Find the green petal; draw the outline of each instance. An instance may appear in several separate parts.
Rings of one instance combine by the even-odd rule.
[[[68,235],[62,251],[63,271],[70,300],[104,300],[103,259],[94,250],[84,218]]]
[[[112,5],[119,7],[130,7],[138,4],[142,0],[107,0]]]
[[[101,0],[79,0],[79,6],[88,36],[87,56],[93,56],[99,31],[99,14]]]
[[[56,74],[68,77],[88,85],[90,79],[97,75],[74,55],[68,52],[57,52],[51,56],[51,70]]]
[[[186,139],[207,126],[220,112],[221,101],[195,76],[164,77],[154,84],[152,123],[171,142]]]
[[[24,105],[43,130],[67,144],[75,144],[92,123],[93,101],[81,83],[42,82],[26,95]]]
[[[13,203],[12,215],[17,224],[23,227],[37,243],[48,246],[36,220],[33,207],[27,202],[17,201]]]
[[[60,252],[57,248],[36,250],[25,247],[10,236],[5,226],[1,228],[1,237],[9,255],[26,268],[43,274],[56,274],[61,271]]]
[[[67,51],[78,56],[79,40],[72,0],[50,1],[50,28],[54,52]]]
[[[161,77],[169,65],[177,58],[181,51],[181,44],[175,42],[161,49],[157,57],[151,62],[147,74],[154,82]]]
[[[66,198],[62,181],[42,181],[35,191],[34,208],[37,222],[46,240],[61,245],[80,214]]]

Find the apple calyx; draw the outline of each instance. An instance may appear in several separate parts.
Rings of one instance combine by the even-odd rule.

**HOW TO COMPLETE THIS TASK**
When a line in the records above holds "outline", that line is to be reported.

**ANSWER BOX**
Find the green petal; draw the outline of each instance. An instance may appear in several separate parts.
Find the apple calyx; draw the outline of each instance. An instance may appear in several separate parts.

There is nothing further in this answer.